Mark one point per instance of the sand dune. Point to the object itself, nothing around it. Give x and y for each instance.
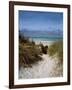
(47, 67)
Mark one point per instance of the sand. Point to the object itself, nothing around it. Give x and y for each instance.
(47, 67)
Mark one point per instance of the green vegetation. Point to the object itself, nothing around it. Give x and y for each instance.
(44, 48)
(56, 48)
(29, 53)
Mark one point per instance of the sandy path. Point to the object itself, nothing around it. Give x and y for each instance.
(48, 67)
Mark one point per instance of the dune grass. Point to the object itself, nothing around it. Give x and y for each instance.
(56, 48)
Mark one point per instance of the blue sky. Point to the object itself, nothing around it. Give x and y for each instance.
(35, 20)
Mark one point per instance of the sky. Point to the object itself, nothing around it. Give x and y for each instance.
(36, 20)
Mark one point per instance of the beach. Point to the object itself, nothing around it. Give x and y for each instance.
(44, 42)
(46, 68)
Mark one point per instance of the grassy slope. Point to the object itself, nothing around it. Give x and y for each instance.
(28, 52)
(56, 48)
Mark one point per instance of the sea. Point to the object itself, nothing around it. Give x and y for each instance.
(43, 35)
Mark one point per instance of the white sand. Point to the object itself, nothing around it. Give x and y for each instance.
(48, 67)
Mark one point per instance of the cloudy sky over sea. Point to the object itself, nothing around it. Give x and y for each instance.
(35, 20)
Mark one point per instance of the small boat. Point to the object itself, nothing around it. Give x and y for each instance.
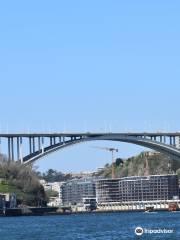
(149, 209)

§ **YOUR GOAL**: Reproduce the listing verbatim, starting at the line containing "Mark one point per instance of the dune" and ending at the final line of the listing, with both ends included. Omit the pictures from your reproduction.

§ **RESPONSE FOR THIS EXERCISE**:
Mark one point per instance of the dune grass. Point to the object itself, nothing around it. Give x and y for each instance.
(56, 48)
Mark one point per instance of the blue sky. Point to the object itself, nothing around it. Give x and y for each instance.
(35, 20)
Mark one point per instance of the sky. Point to the object itself, nothing around it. Give x and y for each instance.
(36, 20)
Mark one point per instance of the beach. Point to the object itself, nothing around it. Give x and y for each instance.
(44, 42)
(46, 68)
Mark one point per instance of the grassy slope. Point to the object itself, nothing around it. Give x and y for each instance.
(28, 52)
(56, 48)
Mark one point per instance of the sea. Point to the object itself, nothing around it. Give x and y for each instance.
(43, 35)
Mark one point per instance of the white sand. Point to the object itself, nothing around it. Give x and y for each instance.
(48, 67)
Mark one point per instance of the cloudy sky over sea. Point to the object itself, nothing around it. Give x and y for each instance.
(35, 20)
Mark one point per instance of the small boat. Point to the object itself, nothing around it. Give x and y for each instance.
(149, 209)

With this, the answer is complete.